> _YOUR TASK_: In the material below, change every "instance" to "occurrence" and give the text again with nothing else altered. Leave the pictures out of your answer.

> _EXTRACTED ENTRIES_:
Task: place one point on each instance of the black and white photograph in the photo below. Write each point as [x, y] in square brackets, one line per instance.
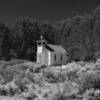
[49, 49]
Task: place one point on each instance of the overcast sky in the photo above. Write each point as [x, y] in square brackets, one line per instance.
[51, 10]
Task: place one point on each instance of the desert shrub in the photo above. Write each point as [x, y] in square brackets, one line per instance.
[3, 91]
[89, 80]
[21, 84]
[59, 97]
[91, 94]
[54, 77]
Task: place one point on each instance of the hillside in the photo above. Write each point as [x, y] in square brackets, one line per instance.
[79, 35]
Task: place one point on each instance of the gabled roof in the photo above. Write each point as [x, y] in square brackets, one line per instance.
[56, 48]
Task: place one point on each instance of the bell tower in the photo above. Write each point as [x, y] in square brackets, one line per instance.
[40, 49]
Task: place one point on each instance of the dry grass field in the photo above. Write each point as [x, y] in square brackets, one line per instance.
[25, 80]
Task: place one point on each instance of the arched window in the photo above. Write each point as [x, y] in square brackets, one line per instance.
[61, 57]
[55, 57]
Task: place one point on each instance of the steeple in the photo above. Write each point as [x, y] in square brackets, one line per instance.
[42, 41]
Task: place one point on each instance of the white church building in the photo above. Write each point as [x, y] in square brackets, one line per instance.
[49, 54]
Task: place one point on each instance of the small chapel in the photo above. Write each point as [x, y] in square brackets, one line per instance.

> _FINAL RESULT_:
Task: place one point on each occurrence of the black and white photograph in the photo below. Write each point as [x, y] in square brackets, one line per occurrence.
[49, 49]
Task: place one point on each occurrence of the overcast sky in the photo above. Write each point as [x, y] in square brackets, one line per occurrence.
[51, 10]
Task: place one point on each occurrence of the desert shrub in the photo above. Write each point as [x, y] in square brackets, one line per occurrence.
[3, 91]
[89, 80]
[21, 84]
[59, 97]
[91, 94]
[54, 77]
Task: place one point on each occurrence of the hillside in the photo above. Write each point as [x, y] in square brackets, one line per occurrence.
[79, 35]
Task: place one point on each occurrence of the gabled roof in the photo above. Write each point as [x, y] in square brackets, one line per occurrence.
[56, 48]
Task: place one point on each occurrence of the bell tower in the photo above. Write each point as [x, y] in square brackets, one line per occurrence.
[40, 49]
Task: place one point on each occurrence of the dry grass field in the photo above. Write each point as [x, y] in square brackets, one line per occurrence.
[25, 80]
Task: place one point on each occurrence of the arched window in the photo above. Write each point as [x, y] in square brackets, one line per occurrence.
[61, 57]
[55, 57]
Task: place one point on each occurrence of the steeple in the photo above. Write each point as [x, y] in square brackets, one line per occurrence.
[42, 41]
Task: place one point on each occurrence of the white church building in the photo above. Write each point as [x, y] in square brackets, one line per occurrence.
[49, 54]
Task: place one point on each occurrence of the small chapel in the photo above. Write each point as [x, y] in square brackets, one line per occurrence.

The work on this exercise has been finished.